[Items from a data source]
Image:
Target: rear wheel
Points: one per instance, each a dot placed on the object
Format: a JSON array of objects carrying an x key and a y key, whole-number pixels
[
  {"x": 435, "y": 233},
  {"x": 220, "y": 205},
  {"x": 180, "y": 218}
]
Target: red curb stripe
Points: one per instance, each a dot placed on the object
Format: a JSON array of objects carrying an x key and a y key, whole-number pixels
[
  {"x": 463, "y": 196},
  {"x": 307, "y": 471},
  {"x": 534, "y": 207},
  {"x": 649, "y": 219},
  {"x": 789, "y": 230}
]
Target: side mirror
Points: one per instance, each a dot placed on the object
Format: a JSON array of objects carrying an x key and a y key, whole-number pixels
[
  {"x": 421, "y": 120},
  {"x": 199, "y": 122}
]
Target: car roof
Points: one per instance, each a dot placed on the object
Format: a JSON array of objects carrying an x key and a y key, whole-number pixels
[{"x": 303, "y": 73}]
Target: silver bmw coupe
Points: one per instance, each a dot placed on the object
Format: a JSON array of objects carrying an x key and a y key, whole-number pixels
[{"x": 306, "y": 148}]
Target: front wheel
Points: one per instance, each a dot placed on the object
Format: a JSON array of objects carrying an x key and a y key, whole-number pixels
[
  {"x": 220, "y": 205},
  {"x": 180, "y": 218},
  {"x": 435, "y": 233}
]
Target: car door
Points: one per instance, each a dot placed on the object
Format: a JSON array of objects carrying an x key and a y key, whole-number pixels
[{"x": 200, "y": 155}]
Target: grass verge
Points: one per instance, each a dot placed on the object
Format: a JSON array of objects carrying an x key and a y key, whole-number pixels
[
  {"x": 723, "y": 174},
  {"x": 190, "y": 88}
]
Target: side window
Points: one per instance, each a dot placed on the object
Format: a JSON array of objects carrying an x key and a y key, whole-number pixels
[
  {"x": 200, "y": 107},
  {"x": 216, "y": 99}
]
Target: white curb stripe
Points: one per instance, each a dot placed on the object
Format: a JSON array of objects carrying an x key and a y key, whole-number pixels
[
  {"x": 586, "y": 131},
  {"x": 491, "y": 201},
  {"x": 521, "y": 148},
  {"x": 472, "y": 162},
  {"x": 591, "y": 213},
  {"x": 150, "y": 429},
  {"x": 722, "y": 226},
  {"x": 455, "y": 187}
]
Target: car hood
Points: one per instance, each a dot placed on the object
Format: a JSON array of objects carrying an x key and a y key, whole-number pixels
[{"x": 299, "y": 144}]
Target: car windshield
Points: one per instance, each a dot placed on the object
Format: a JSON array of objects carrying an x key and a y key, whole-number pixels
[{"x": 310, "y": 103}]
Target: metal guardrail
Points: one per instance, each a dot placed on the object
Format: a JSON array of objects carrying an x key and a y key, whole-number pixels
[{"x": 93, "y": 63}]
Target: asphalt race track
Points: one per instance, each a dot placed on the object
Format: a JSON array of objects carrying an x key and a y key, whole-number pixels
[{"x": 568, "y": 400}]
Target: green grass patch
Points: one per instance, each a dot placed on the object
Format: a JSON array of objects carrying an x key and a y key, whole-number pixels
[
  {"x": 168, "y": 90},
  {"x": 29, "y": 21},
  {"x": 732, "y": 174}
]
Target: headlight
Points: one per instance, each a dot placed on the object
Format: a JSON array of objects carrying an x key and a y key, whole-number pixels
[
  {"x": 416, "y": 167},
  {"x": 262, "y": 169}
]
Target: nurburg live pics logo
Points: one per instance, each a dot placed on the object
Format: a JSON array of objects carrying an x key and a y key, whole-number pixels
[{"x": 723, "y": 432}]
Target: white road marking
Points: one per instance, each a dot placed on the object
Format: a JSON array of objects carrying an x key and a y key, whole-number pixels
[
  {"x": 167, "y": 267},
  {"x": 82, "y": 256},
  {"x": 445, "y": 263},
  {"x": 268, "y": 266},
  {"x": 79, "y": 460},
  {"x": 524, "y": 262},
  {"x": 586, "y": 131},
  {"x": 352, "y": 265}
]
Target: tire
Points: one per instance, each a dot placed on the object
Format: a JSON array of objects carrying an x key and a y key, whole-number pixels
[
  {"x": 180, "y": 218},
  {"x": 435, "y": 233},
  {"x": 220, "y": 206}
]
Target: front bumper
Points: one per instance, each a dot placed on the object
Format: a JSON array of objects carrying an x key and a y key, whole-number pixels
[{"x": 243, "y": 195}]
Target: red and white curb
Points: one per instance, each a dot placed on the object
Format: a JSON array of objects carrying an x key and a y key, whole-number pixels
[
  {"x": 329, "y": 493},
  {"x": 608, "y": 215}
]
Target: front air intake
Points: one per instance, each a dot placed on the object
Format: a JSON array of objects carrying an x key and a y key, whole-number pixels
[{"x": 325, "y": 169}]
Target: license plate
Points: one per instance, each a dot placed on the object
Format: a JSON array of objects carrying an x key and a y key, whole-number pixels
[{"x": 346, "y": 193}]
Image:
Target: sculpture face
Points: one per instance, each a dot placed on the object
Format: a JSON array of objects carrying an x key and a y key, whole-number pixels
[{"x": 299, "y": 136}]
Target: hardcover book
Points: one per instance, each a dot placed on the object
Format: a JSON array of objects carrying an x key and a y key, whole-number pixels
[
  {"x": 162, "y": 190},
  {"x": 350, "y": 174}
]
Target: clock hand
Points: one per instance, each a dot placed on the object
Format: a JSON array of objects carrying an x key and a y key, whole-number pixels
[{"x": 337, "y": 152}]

→ **Exercise aim**:
Restating the data word for word is the whole task.

→ **Response below**:
Image:
Target: rear wheel
Points: one per instance, each a dot placed on the object
Format: a JSON array of objects carrying an x key and a y key, whole-number pixels
[
  {"x": 435, "y": 233},
  {"x": 220, "y": 205},
  {"x": 180, "y": 218}
]
Target: red curb stripe
Points: one per instance, each a dot placed on the object
Format: a JSON array of objects carrying an x key and a y key, whole-number pixels
[
  {"x": 463, "y": 196},
  {"x": 307, "y": 471},
  {"x": 534, "y": 207},
  {"x": 649, "y": 219},
  {"x": 789, "y": 230}
]
Target: side mirror
Points: one per instance, each a dot placed on the object
Format: a JSON array of objects carrying an x key and a y key, whole-number pixels
[
  {"x": 421, "y": 120},
  {"x": 199, "y": 122}
]
Target: car roof
Points: one per instance, each a dot placed on the object
Format: a JSON array of objects carrying an x key and a y key, whole-number pixels
[{"x": 303, "y": 73}]
Target: silver bmw coupe
Points: one per instance, each a dot placed on the object
Format: a JSON array of objects carrying an x key and a y key, whole-number pixels
[{"x": 306, "y": 148}]
Target: front wheel
Points: one per instance, each a dot placed on the object
Format: a JSON array of objects carrying an x key and a y key, whole-number pixels
[
  {"x": 220, "y": 205},
  {"x": 180, "y": 218},
  {"x": 435, "y": 233}
]
Target: car door
Points: one per instance, each a dot placed on the object
Format: a JSON array of objects carrying an x key and a y key, whole-number pixels
[{"x": 200, "y": 155}]
Target: grass verge
Points: one per instance, each a dot placed on the object
Format: a JSON array of objects carrying an x key and a y key, whole-number pixels
[
  {"x": 723, "y": 174},
  {"x": 190, "y": 88}
]
Target: side window
Points: one per instance, each a dot placed on the object
Format: a JSON array of objects carrying an x key and a y key, whole-number pixels
[
  {"x": 200, "y": 107},
  {"x": 216, "y": 99}
]
Target: white curb stripe
Points: one per instance, each a dot placed on the object
Format: a JSON array of objects carrying an x key and a y key, whole-number pixels
[
  {"x": 586, "y": 131},
  {"x": 491, "y": 201},
  {"x": 521, "y": 148},
  {"x": 472, "y": 162},
  {"x": 591, "y": 213},
  {"x": 150, "y": 429},
  {"x": 722, "y": 226},
  {"x": 455, "y": 187}
]
Target: car hood
Points: one per instance, each a dot placed on the object
Format: a JSON array of objects carrying an x key and a y key, whole-number pixels
[{"x": 299, "y": 144}]
Target: car windshield
Points: one per instance, each a dot placed on the object
Format: a JSON array of objects carrying an x key and a y key, whole-number pixels
[{"x": 310, "y": 103}]
Target: metal guardrail
Points: one per instance, each a dot placed on the object
Format: a JSON array of objects carrying an x key and a y key, whole-number pixels
[{"x": 93, "y": 63}]
Target: asphalt race track
Points: one per instance, each a dot placed on the object
Format: a JSON array of objects carrying an x key and a y key, whole-number pixels
[{"x": 568, "y": 400}]
Target: green grass patch
Points: one per instance, each a dot placed on the object
Format: a JSON array of objects carrying an x key and a y key, whole-number pixels
[
  {"x": 168, "y": 90},
  {"x": 29, "y": 21},
  {"x": 732, "y": 174}
]
Target: headlight
Points: one per instance, each a dot placed on the object
Format: a JSON array of objects carrying an x key and a y key, whole-number pixels
[
  {"x": 416, "y": 167},
  {"x": 262, "y": 169}
]
Target: nurburg live pics logo
Points: one per instance, each a dot placed on the object
Format: a JSON array of objects carrying an x key and a y key, whole-number pixels
[{"x": 723, "y": 432}]
Target: white road marking
Points: one per instance, each a dot placed on the object
Format: a JSON array of objects carrying an x key and a y key, whole-number pixels
[
  {"x": 167, "y": 267},
  {"x": 82, "y": 256},
  {"x": 445, "y": 263},
  {"x": 268, "y": 266},
  {"x": 79, "y": 460},
  {"x": 524, "y": 262},
  {"x": 586, "y": 131},
  {"x": 352, "y": 265}
]
Target: tire
Points: one per instance, each a dot placed on the object
Format: a JSON array of objects carrying an x key and a y key, whole-number pixels
[
  {"x": 180, "y": 218},
  {"x": 435, "y": 233},
  {"x": 220, "y": 206}
]
Target: front bumper
Points: one per instance, each a dot placed on the object
Format: a JSON array of objects carrying an x key and a y key, whole-number pixels
[{"x": 243, "y": 195}]
Target: red and white curb
Points: one per instance, each a dot placed on the object
Format: a JSON array of objects carrying an x key and a y key, whole-number pixels
[
  {"x": 329, "y": 493},
  {"x": 608, "y": 215}
]
Target: front air intake
Points: one per instance, each a dot placed on the object
Format: a JSON array of objects carrying an x key and a y key, whole-number pixels
[{"x": 325, "y": 169}]
Target: license plate
Points: one per instance, each a dot placed on the object
Format: a JSON array of objects carrying an x key and a y key, whole-number pixels
[{"x": 346, "y": 193}]
Image:
Target: sculpture face
Points: one per instance, each a dot placed on the object
Format: a JSON array of objects carrying an x key and a y key, whole-number pixels
[{"x": 299, "y": 136}]
Target: hardcover book
Points: one per instance, each a dot placed on the object
Format: a JSON array of objects carrying an x key and a y key, whole-number pixels
[
  {"x": 162, "y": 190},
  {"x": 350, "y": 174}
]
Target: clock hand
Points: one per instance, each a dot placed on the object
Format: a JSON array of objects carrying an x key and a y key, whole-number pixels
[{"x": 337, "y": 152}]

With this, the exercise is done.